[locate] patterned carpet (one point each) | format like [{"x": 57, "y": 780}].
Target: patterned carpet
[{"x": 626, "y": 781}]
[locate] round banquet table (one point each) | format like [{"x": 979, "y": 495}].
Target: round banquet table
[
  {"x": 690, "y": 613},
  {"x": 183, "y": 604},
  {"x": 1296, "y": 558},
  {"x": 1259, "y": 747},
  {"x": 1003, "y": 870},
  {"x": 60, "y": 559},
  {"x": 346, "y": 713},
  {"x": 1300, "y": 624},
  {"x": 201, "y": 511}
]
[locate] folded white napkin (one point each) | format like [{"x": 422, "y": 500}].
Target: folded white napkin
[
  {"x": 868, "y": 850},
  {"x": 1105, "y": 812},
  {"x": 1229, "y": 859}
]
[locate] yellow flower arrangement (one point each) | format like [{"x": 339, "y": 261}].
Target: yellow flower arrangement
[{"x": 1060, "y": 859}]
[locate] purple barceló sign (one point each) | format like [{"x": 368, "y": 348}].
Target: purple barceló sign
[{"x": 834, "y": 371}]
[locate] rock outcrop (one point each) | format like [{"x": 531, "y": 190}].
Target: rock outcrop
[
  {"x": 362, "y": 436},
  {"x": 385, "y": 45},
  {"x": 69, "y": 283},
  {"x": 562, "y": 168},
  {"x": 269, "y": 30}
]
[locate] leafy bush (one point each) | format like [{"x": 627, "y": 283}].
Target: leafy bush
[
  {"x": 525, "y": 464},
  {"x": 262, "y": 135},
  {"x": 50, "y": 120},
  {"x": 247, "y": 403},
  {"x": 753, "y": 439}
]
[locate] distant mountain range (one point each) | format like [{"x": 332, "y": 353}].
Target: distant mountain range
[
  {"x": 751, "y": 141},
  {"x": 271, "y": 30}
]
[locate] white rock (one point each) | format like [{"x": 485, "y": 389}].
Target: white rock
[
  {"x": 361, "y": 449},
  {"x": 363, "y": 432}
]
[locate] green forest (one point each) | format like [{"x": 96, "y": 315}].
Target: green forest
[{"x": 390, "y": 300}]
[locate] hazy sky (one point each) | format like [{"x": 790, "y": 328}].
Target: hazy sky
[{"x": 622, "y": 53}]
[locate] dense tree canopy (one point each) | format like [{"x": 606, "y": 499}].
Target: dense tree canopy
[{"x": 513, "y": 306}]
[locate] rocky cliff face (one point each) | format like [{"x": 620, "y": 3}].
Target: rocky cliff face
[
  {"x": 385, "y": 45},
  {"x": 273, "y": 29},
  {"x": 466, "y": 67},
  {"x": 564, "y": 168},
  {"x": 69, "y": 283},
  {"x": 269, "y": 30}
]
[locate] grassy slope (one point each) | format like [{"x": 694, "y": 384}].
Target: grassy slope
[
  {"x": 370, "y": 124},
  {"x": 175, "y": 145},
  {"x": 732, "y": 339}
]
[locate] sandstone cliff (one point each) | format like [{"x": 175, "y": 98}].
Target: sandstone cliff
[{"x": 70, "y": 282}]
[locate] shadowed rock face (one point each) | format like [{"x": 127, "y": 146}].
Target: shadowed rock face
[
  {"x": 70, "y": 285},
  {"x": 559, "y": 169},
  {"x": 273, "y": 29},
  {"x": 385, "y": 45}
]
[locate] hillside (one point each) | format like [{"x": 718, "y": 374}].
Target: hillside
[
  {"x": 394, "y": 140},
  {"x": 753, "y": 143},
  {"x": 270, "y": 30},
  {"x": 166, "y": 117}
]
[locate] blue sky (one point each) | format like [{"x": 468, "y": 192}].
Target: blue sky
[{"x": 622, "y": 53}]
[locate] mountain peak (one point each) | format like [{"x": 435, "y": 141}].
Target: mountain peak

========================================

THE REQUEST:
Copy every line, starting at the line that contains "[locate] grassy slope" and ending at the end of the material, and raise each x and y coordinate in the answers by 145. Leave all other numbers, including those in the format samples, unchanged.

FINAL ANSWER:
[locate] grassy slope (one point each) | format like [{"x": 694, "y": 384}].
Target: grassy slope
[
  {"x": 515, "y": 269},
  {"x": 320, "y": 290},
  {"x": 877, "y": 484}
]
[locate] sandstone cliff (one point each) | format like [{"x": 175, "y": 98}].
Target: sandstone cliff
[{"x": 215, "y": 427}]
[locate] shadowed rock face (one point each) | format like [{"x": 127, "y": 146}].
Target: shadowed rock face
[
  {"x": 215, "y": 430},
  {"x": 704, "y": 314},
  {"x": 418, "y": 174},
  {"x": 530, "y": 190}
]
[locate] hillside (one point each) | format like [{"x": 718, "y": 374}].
Target: hillside
[
  {"x": 539, "y": 285},
  {"x": 898, "y": 288},
  {"x": 415, "y": 175},
  {"x": 311, "y": 262}
]
[locate] blue sky (one point each) | format like [{"x": 468, "y": 192}].
Target: blue sky
[{"x": 767, "y": 198}]
[locate] mountain peak (one point each) | format like [{"x": 435, "y": 141}].
Target: mountain peak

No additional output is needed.